*Text under study*.
━━━━━━━━━━━━━━━━━━━━

Image source: Christian Ibarra / Pixabay
Ukrainian companies Ingas and Cryoin, which produce about half of the world's supply of semiconductor grade neon, have suspended production amid heightened attacks by Russian forces.
According to Reuters, these two companies produce between 45% and 54% of the world's high grade neon that is used for the lasers that etch patterns into semiconductor chips.
US companies are even more dependent, with as much as a 90% reliance on Ukrainian neon.
The production halt puts even more pressure on the global supply of semiconductors, already under severe constraints from the COVID-19 pandemic.
Apple, one of the world’s largest chip buyers, told manufacturers in October that it would make 10 million fewer iPhones in 2021 than planned due to chip shortages, according to Bloomberg.
Last month, the White House warned US chipmakers to find alternative suppliers of semiconductor materials.
"If stockpiles are depleted by April and chipmakers don't have orders locked up in other regions of the world, it likely means further constraints for the broader supply chain and inability to manufacture the end-product for many key customers," said Angelo Zino, an analyst at CFRA.

━━━━━━━━━━━━━━━━━━━━

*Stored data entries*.
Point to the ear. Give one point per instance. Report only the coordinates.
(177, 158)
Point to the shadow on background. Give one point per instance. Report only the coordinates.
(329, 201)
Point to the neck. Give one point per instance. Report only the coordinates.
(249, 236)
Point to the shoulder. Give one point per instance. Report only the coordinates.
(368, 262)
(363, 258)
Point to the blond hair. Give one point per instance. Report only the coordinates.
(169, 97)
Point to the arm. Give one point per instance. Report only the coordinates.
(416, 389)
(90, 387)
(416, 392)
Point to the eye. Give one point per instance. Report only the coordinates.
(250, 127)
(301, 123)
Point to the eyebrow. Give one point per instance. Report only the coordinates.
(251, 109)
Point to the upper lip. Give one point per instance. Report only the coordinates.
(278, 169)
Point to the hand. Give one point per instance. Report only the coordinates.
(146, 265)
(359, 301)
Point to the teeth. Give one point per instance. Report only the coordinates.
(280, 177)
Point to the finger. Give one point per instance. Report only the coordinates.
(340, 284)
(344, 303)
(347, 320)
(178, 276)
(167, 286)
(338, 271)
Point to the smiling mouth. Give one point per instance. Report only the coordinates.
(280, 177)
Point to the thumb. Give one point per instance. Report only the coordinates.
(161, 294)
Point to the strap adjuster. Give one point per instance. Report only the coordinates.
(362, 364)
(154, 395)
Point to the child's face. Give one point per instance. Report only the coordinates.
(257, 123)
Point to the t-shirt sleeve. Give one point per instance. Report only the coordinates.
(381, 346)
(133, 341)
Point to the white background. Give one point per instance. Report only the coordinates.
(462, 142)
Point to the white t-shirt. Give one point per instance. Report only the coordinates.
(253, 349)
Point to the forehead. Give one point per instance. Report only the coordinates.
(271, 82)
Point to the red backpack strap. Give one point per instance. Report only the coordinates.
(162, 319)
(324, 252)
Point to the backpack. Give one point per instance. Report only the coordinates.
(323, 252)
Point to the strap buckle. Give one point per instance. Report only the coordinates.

━━━━━━━━━━━━━━━━━━━━

*What to work on*.
A. According to the article on Ukrainian neon, what share of the world's high grade neon do Ingas and Cryoin produce?
B. Go on with the article on Ukrainian neon, starting after its final sentence.
The rows play no part in this work.

*Responses by item number*.
A. Between 45% and 54%.

B.
Ingas, based in Mariupol, a city under severe attack, produced between 15,000 to 20,000 cubic meters of neon per month, while Cryoin, based in Odessa, produced 10,000 to 15,000 cubic meters of neon per month.
Prices for semiconductor grade neon have soared by 500% in just the past three months, similar to a run-up during Russia's annexation of Crimea in 2014.
Richard Barnett, chief marketing officer of Supplyframe, a provider of market intelligence to global electronics companies, says that it would take nine months to two years for other companies to initiate and ramp up neon production.
Ukraine’s neon industry is driven by Russian steel manufacturing, as neon is a a byproduct of the manufacturing process.